Gestellte Aufgabe a:
Ermitteln Sie, in wie vielen Zeilen der unten stehenden Auflistung die Zeichenfolge "water" vorkommt, und geben Sie ausschließlich diese Zahl an.

Vorliegender Text:
:::::

Bilder als Verbindung zu den Menschen: Der Fotograf Jacob Aue Sobol hat zahlreiche Begegnungen in seinen Bildern eingefangen. Arrivals and Departures America ist eine Reise durch alle 50 Bundesstaaten der Vereinigten Staaten. Doch in erster Linie ist die Serie eine Begegnung – zwischen den Menschen dort und ihm selbst.

Erinnern Sie sich noch an Ihre erste Reise durch die Vereinigten Staaten?

Meine erste persönliche Erfahrung habe ich mit meiner Familie gemacht – mit meinem Zwillingsbruder, meiner Schwester und meinen Eltern. Wir waren ’93 in New York, es war das goldene Zeitalter der Rap-Musik mit Gruppen wie A Tribe Called Quest und Wu-Tang Clan, und ich höre seitdem immer wieder die gleichen Songs von damals. Das hat mir eine Menge Energie gegeben und mich in vielerlei Hinsicht inspiriert.

Wenn ich einen Amerikaner treffe, wird er oder sie mein Freund. Ich habe das Gefühl, dass es nicht so viele Schichten gibt, die ich abziehen muss. Sie sind so, wie sie sind, und das gibt mir einen direkteren und ehrlicheren Kontakt. Andererseits ist es unmöglich, jemanden oder etwas zu verallgemeinern. Das ist ein gefährlicher Gedanke. Letztendlich hat ein verliebtes junges Paar in Milwaukee die gleichen Emotionen und Gefühle wie ein verliebtes junges Paar in Moskau oder Peking. Man muss den Menschen aufgeschlossen begegnen und zeigen, dass man ihnen vertraut – dann werden sie einem auch vertrauen, und man hat ein gegenseitiges Verständnis geschaffen, das sich in den Bildern zeigt. Ich muss das Gefühl haben, dass ich nicht nur ein Voyeur bin, sondern dass wir auch einen Moment teilen, an den wir uns beide erinnern werden.

An welche besonderen Begegnungen erinnern Sie sich?

:::::

Bereitgestellte Einträge:
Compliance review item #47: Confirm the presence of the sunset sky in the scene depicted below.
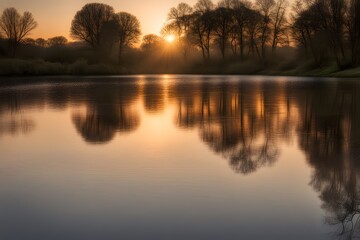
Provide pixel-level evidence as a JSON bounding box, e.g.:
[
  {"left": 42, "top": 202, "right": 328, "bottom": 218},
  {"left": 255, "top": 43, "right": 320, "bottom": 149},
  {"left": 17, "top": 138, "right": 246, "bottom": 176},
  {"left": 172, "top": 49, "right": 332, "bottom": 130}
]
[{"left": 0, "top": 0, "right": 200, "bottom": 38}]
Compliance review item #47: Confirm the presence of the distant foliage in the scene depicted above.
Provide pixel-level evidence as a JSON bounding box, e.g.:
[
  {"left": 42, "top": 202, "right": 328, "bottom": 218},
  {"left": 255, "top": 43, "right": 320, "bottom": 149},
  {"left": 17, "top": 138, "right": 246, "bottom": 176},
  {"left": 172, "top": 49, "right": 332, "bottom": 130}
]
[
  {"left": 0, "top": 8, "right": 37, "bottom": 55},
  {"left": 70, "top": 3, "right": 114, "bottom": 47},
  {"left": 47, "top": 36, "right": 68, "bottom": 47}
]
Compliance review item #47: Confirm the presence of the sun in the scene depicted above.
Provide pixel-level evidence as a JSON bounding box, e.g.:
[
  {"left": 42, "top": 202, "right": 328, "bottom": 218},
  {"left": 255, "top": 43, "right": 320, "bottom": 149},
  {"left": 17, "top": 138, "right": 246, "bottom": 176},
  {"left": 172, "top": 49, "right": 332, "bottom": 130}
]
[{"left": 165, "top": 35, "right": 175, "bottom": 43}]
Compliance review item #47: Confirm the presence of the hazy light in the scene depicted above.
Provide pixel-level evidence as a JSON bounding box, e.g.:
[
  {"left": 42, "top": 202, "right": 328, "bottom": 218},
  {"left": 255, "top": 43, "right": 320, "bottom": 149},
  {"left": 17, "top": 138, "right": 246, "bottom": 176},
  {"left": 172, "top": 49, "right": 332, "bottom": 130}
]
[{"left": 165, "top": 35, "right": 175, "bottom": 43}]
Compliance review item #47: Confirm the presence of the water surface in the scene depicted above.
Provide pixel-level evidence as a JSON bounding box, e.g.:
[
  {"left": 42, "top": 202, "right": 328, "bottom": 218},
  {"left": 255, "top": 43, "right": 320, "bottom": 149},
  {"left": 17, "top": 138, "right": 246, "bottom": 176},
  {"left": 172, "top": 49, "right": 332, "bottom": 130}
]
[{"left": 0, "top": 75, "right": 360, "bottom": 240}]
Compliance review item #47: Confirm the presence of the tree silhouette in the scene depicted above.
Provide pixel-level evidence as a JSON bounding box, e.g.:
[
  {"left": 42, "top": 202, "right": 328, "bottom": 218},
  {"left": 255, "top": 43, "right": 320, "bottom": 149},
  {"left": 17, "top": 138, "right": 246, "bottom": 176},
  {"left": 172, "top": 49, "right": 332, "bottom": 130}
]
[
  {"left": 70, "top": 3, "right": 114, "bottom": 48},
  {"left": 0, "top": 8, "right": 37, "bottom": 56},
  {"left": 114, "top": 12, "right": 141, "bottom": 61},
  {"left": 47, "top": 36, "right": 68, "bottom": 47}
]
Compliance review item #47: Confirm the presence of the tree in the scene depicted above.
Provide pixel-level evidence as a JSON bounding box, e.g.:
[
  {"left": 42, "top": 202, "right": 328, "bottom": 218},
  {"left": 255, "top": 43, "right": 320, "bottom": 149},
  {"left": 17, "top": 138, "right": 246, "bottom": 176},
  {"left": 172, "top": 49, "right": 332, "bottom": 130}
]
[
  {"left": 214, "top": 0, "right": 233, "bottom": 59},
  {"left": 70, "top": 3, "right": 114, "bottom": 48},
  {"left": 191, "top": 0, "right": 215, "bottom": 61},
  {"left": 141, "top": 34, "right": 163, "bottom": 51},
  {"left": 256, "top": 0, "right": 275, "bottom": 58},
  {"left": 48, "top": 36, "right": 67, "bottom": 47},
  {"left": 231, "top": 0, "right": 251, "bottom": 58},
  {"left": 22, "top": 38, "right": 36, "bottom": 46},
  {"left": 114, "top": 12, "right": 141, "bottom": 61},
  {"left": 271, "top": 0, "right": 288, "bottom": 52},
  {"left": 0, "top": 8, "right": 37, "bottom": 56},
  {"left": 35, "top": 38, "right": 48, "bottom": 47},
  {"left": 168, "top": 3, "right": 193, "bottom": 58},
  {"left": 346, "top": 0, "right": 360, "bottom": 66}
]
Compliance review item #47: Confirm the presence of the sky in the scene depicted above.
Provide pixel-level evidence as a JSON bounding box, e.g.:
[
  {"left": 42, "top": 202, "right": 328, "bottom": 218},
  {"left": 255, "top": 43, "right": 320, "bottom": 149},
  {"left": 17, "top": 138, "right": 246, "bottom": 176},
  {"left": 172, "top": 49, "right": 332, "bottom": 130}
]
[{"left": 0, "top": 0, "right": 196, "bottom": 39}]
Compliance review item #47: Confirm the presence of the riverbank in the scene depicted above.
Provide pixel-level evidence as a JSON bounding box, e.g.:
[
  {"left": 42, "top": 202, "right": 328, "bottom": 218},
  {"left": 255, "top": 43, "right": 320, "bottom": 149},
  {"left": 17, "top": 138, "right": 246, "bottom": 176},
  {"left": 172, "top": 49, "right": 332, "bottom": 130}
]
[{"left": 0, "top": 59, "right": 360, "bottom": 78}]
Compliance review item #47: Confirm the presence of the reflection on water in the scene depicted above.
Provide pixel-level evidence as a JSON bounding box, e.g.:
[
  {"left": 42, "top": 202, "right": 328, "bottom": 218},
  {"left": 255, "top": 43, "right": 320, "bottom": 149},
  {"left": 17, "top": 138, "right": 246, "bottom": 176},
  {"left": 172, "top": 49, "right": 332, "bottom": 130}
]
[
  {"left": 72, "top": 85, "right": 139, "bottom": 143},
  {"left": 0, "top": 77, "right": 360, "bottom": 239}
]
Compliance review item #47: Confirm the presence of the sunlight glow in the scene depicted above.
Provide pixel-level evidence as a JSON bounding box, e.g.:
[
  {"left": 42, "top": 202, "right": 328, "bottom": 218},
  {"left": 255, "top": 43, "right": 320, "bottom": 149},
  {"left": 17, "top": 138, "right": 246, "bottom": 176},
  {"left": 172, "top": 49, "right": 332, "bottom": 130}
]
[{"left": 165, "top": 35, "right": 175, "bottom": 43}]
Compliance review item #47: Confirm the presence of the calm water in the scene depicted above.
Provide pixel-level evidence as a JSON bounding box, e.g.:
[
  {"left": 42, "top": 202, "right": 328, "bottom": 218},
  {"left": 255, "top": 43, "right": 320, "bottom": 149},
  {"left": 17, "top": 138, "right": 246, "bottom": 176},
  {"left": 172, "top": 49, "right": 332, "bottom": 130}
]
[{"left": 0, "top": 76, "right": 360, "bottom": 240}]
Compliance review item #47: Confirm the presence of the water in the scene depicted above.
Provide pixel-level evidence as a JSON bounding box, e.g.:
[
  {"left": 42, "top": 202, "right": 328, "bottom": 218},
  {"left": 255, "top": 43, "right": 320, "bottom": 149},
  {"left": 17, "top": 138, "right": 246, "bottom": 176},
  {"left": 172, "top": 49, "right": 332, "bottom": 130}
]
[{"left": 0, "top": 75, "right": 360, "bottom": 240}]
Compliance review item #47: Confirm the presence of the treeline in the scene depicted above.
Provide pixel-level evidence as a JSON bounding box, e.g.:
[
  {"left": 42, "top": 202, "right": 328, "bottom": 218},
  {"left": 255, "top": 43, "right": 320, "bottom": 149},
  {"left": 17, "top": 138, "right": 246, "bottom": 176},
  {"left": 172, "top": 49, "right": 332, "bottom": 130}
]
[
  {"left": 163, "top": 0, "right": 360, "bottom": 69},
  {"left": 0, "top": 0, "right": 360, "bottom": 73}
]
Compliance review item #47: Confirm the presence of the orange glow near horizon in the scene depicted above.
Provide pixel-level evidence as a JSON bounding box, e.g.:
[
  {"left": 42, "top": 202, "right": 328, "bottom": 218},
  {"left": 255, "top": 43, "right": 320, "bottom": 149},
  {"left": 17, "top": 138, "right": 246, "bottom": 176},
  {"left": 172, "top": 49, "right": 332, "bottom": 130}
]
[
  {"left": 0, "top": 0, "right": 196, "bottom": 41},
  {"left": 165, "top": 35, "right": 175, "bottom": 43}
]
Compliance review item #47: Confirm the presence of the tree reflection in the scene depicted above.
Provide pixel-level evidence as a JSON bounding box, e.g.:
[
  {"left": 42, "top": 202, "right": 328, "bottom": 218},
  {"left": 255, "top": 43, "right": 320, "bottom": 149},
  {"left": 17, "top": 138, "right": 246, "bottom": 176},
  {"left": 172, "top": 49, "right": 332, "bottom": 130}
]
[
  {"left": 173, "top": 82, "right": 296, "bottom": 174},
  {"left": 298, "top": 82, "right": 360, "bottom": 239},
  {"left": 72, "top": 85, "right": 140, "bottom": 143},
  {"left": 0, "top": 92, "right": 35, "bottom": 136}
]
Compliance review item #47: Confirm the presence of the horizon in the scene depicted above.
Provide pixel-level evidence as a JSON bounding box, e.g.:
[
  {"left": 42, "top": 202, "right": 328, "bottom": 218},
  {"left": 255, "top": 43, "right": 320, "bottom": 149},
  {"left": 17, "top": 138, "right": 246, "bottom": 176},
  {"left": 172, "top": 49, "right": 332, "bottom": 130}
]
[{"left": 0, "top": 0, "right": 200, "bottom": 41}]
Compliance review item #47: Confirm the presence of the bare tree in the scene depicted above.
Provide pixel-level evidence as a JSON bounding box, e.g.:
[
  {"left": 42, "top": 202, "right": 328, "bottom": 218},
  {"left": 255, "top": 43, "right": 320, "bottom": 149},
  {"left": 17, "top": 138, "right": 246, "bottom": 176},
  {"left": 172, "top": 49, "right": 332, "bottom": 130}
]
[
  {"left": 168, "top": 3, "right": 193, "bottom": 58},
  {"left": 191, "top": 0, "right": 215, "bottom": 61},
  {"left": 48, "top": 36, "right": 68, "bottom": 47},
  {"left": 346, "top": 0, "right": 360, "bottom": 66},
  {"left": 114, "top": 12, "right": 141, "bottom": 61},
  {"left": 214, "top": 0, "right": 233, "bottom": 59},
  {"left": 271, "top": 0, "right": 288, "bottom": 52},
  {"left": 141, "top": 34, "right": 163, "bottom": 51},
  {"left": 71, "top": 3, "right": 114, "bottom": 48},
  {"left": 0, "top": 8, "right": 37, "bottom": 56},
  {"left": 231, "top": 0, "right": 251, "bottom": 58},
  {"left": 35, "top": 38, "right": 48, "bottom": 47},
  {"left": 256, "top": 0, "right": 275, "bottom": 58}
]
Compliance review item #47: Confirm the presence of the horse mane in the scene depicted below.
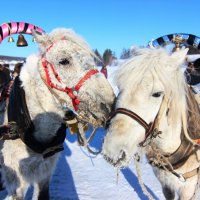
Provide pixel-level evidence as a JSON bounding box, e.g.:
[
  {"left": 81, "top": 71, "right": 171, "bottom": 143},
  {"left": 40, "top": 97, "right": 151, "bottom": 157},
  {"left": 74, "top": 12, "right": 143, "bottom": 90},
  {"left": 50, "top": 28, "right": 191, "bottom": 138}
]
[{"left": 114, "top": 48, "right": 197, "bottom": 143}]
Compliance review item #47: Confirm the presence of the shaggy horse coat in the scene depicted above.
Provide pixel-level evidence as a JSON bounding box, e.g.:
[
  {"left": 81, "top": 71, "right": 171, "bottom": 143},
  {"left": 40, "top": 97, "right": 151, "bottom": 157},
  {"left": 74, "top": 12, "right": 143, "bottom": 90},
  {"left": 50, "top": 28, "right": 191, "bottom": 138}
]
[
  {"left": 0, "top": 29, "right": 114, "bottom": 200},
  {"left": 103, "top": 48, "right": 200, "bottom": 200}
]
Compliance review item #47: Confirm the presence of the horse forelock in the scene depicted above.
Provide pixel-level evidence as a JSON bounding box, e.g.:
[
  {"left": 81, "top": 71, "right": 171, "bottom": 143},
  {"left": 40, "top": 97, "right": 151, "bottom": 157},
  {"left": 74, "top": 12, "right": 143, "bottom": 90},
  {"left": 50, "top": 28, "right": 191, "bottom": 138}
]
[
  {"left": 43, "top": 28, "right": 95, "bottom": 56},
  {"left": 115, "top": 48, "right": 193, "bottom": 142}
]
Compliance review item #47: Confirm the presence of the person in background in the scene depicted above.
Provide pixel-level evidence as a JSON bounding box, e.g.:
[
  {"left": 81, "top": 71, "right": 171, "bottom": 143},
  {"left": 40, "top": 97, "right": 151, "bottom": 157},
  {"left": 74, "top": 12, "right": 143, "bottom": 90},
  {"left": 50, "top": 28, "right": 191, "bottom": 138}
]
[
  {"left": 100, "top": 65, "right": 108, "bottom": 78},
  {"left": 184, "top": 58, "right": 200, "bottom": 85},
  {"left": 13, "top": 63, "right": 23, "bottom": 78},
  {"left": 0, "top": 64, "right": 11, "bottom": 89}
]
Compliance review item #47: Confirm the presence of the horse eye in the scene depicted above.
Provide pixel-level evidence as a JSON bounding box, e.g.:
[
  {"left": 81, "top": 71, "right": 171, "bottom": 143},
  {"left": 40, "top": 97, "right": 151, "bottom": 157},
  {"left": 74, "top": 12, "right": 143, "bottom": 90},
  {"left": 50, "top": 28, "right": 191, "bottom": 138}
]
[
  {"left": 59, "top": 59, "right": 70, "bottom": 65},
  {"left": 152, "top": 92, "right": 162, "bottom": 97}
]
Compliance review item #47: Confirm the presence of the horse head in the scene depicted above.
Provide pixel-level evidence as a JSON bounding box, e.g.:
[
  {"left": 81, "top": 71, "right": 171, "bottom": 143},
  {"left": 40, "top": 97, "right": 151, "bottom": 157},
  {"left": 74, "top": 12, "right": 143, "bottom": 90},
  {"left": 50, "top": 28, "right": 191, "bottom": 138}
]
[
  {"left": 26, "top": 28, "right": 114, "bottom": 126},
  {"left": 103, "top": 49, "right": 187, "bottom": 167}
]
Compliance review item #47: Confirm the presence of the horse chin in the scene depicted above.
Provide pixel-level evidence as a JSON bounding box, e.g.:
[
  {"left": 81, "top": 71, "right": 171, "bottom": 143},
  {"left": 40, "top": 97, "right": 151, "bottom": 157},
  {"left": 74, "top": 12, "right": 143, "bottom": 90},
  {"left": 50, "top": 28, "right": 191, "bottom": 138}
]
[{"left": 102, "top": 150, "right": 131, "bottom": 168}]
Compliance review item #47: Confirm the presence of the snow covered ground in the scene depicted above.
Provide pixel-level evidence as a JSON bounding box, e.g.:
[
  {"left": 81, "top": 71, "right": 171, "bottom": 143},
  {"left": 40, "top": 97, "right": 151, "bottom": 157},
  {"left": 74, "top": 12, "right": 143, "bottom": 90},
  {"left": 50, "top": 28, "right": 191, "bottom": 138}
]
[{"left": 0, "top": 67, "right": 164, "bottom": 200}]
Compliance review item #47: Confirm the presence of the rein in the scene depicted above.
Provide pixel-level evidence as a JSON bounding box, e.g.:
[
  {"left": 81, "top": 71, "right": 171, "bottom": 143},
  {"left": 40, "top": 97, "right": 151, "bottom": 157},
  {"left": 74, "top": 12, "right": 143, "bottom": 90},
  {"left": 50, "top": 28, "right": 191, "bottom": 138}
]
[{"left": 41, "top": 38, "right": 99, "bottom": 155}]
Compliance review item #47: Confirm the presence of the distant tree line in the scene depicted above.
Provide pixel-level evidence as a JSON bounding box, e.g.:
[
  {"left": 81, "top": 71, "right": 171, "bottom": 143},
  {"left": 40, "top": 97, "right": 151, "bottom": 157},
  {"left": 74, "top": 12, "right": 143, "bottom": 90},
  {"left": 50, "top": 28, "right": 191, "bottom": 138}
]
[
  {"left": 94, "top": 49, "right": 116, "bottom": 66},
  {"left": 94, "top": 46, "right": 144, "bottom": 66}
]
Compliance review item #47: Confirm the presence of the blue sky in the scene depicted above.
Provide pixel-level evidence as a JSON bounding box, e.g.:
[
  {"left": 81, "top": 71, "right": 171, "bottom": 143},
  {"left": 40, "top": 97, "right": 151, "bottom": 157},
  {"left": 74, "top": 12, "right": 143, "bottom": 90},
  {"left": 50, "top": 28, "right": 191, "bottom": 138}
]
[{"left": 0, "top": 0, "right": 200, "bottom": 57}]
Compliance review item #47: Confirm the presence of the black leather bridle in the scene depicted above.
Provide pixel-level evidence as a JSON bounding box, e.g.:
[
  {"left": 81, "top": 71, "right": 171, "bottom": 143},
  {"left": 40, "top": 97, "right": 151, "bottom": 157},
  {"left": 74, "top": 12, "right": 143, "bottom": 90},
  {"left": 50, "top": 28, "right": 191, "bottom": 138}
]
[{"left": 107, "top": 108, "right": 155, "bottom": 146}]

:::::

Gestellte Aufgabe b:
Zitieren Sie aus dem Interview mit Jacob Aue Sobol wortgetreu die Passage von "Wenn ich einen" bis "beide erinnern werden.".

Antwort a:
4

Antwort b:
Wenn ich einen Amerikaner treffe, wird er oder sie mein Freund. Ich habe das Gefühl, dass es nicht so viele Schichten gibt, die ich abziehen muss. Sie sind so, wie sie sind, und das gibt mir einen direkteren und ehrlicheren Kontakt. Andererseits ist es unmöglich, jemanden oder etwas zu verallgemeinern. Das ist ein gefährlicher Gedanke. Letztendlich hat ein verliebtes junges Paar in Milwaukee die gleichen Emotionen und Gefühle wie ein verliebtes junges Paar in Moskau oder Peking. Man muss den Menschen aufgeschlossen begegnen und zeigen, dass man ihnen vertraut – dann werden sie einem auch vertrauen, und man hat ein gegenseitiges Verständnis geschaffen, das sich in den Bildern zeigt. Ich muss das Gefühl haben, dass ich nicht nur ein Voyeur bin, sondern dass wir auch einen Moment teilen, an den wir uns beide erinnern werden.